- EXCERPT
---------------

Can’t Sleep? Check Blood Sugars
The more erratic your blood sugars, the less you sleep, and the less you sleep, the higher your blood glucose goes. So being healthy depends on establishing both level blood sugars and restorative sleep.
How Poor Sleep Raises Blood Sugars
Sleep deprivation is a form of stress. Stress is another way of saying “energy demand.” There has to be fuel to supply that demand. So certain hormones, including cortisol, signal the body to release glucose from stores. Naturally, the higher the stress, the greater the release of glucose.
But there’s another problem. The less you sleep, the less able you are to metabolize, or use, the glucose that is being released. So of course blood sugars escalate!
How Erratic Blood Sugars Disrupt Sleep
It doesn’t matter which comes first: the sleep loss or the blood sugar changes. Just like chicken and egg, one begets the other continuously.
Remember that cortisol is released when the body is stressed? Not only does cortisol raise blood sugars to fuel the energy need, it wakes you up! Cortisol is a mobilization hormone. It competes with melatonin, your sleep hormone. In teeter-totter fashion, when one rises, the other falls.
To aggravate the situation, when your blood sugars are too high, your kidneys will try to remove some of the glucose via urine. So, you wake up to use the bathroom. You may also wake up because you feel hot, thirsty or irritable – other side effects of high blood sugar.

---------------

- APPLY WHAT YOU READ
- 1) Translate the sentence "Cortisol is a mobilization hormone." from the article on sleep and blood sugar into Spanish.
- 2) Copy out the stretch of the article on sleep and blood sugar from "How Erratic Blood" through "the other falls.".

- EXCERPTED RECORDS
---------------

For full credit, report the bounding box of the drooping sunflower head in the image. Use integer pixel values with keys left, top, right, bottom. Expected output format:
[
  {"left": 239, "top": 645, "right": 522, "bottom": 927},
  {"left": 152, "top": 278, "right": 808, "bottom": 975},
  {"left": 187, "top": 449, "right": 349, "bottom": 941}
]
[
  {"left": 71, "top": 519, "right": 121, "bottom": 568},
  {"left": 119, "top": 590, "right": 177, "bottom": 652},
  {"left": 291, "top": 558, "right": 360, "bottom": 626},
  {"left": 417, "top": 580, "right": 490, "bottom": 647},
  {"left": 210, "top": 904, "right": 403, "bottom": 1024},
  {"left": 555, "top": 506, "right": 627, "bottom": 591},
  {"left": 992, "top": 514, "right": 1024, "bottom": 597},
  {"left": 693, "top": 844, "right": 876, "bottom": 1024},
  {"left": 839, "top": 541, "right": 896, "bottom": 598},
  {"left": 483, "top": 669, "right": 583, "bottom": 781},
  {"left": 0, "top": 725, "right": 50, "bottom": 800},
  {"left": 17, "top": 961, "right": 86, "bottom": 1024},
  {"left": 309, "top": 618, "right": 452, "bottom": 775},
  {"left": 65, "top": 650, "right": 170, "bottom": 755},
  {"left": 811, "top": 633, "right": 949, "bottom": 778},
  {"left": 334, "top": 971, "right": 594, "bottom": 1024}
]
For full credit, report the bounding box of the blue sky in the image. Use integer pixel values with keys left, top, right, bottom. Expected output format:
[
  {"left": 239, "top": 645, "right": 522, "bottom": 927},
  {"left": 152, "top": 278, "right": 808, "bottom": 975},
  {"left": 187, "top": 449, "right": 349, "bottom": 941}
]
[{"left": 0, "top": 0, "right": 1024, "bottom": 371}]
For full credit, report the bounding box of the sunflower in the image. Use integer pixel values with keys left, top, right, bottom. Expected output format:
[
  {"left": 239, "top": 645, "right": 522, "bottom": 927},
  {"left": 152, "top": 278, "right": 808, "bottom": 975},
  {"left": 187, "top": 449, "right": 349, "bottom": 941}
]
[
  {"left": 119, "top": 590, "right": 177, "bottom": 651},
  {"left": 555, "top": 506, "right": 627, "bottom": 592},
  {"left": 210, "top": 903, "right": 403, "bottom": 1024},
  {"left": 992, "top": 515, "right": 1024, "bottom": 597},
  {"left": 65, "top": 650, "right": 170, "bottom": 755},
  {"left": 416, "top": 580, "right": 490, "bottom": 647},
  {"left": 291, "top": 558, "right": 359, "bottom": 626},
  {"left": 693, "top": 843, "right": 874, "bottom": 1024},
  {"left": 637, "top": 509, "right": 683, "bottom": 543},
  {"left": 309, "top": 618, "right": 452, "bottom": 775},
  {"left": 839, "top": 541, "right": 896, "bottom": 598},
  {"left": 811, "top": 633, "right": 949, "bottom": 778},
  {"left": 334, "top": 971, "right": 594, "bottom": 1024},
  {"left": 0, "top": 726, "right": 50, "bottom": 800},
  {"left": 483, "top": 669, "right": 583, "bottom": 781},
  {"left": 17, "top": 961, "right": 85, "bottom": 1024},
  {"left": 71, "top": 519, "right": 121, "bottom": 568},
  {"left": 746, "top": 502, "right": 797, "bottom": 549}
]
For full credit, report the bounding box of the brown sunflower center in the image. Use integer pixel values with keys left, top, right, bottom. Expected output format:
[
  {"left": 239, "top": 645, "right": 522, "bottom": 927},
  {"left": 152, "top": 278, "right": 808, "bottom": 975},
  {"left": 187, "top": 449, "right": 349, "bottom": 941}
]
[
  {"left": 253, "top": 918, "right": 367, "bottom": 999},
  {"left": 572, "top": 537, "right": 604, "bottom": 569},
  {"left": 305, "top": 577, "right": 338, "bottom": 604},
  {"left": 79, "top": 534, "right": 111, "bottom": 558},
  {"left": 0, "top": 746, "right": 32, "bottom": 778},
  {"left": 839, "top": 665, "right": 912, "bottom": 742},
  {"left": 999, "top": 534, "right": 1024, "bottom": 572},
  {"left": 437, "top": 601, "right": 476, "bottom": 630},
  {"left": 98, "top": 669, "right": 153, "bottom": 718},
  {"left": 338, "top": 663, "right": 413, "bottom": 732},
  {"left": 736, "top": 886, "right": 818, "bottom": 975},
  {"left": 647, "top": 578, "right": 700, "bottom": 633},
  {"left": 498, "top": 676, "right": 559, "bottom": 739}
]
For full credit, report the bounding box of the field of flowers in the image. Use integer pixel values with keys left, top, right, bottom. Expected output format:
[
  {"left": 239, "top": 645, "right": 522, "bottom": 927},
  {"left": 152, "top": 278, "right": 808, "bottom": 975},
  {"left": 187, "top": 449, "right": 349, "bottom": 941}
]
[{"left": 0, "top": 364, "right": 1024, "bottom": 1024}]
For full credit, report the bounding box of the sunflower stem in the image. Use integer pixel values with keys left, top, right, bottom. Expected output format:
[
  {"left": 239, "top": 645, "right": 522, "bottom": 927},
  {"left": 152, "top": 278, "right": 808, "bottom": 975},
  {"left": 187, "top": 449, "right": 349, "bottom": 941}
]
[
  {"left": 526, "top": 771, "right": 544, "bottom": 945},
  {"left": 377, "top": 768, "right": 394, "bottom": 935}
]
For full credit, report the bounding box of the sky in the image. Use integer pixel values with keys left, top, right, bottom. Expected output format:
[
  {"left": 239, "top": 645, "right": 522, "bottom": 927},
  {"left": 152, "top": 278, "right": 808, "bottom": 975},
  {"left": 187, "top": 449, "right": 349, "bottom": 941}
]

---------------

- SOLVED TASKS
- 1) El cortisol es una hormona de movilización.

- 2)
How Erratic Blood Sugars Disrupt Sleep
It doesn’t matter which comes first: the sleep loss or the blood sugar changes. Just like chicken and egg, one begets the other continuously.
Remember that cortisol is released when the body is stressed? Not only does cortisol raise blood sugars to fuel the energy need, it wakes you up! Cortisol is a mobilization hormone. It competes with melatonin, your sleep hormone. In teeter-totter fashion, when one rises, the other falls.